*What needs to be done*
Print the entries that appear below, exactly as written and without their pictures.

(Photo-based point labeling data)
=====

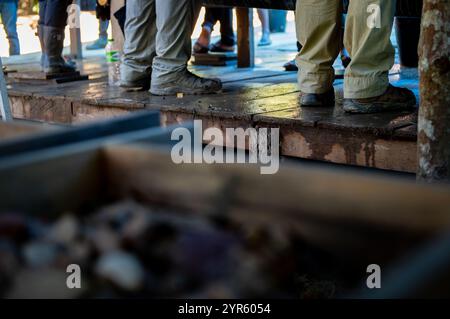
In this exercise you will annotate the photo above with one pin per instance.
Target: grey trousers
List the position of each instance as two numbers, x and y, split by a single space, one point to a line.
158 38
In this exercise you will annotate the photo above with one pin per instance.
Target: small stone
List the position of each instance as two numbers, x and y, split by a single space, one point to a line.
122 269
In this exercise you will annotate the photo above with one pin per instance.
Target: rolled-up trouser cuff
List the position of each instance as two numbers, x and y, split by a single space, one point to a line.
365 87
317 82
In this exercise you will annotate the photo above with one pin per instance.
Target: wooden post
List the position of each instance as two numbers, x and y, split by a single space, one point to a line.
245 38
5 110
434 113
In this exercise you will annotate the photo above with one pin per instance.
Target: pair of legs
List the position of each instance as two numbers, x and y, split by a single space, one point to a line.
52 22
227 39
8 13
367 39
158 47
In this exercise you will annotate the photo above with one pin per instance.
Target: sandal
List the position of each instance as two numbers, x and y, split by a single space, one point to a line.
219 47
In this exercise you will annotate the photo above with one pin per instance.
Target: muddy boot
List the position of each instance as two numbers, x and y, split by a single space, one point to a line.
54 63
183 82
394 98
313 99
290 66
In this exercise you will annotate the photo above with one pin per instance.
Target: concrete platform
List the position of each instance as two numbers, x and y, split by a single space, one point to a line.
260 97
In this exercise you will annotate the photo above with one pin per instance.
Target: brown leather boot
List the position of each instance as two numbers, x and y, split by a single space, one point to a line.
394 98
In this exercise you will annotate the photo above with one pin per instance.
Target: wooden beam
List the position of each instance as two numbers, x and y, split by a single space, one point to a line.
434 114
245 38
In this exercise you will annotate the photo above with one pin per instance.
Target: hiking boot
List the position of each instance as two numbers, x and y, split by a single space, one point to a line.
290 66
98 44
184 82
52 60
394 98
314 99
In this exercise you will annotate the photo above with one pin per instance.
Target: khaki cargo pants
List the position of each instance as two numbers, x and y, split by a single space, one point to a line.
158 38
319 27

=====

*Output below*
In this exercise you will annotate the photo above with one pin per instance.
Target: grey trousers
List the position of each instance as two numbers, x and y, split by a single space, one point to a line.
158 38
In this exercise you will annotate the photo above with one pin per instance.
Target: small stone
List the position of each instance as two numbers, x and y, split by a single space, one point to a line.
122 269
In this exercise you will annotate the photo above with one pin per instance.
Target: rolled-up trouser cuff
List the position of each instance as two numbers, x and y, split by a single space, one point to a line.
365 87
317 82
In this exercise you will annotate the photo above with one pin per instance.
Target: wooden post
List the position of each instance as two numbers, x and y, split by a single space, one point to a line.
245 38
5 110
434 113
In this exercise you will annotate the photo above with one pin per instance.
Target: pair of legs
List the position of each instance as two numbers, x and y, split by a single space, one point to a line.
52 22
227 39
8 13
367 39
158 47
In this exercise you will annotate the photo above with one pin per instance.
Target: sandal
List the position of each instance as two numbers, x and y, split by a single space, one point to a line.
219 47
In this exercise you will annotate the photo above with one pin per instance.
Target: muddy boot
List the position of each instance as two numbers, x and y, split by a single space, one point to a line.
54 63
183 82
394 98
313 99
290 66
In this exercise you will annotate the photo above with one pin per instance.
Target: concrete platform
List the position of each instance as two numbers, x and y, split by a single space, one point to a line.
260 97
In this exercise you will annotate the photo above with one pin per instance.
Target: brown leather boot
List the position of each instance as two numbers, x and y, split by a single space, one point to a line.
394 98
In this exercise you will annotate the photo above with one pin per instance.
Target: wooden beam
List the position of each instance as two numbers, x and y, split by a single space, one point to a line.
434 114
245 38
In this exercise you will annotate the photo above with one pin per instance.
Target: hiking boot
List the position of each instance as two numbers, x and y, split by a single space, one point to a line.
290 66
98 44
184 82
52 60
394 98
314 99
In this exercise you will annotate the photo above with one pin per instance.
Target: khaki cargo pants
List the position of each instance as two numbers, x and y, split by a single space, one point to a line.
158 38
319 27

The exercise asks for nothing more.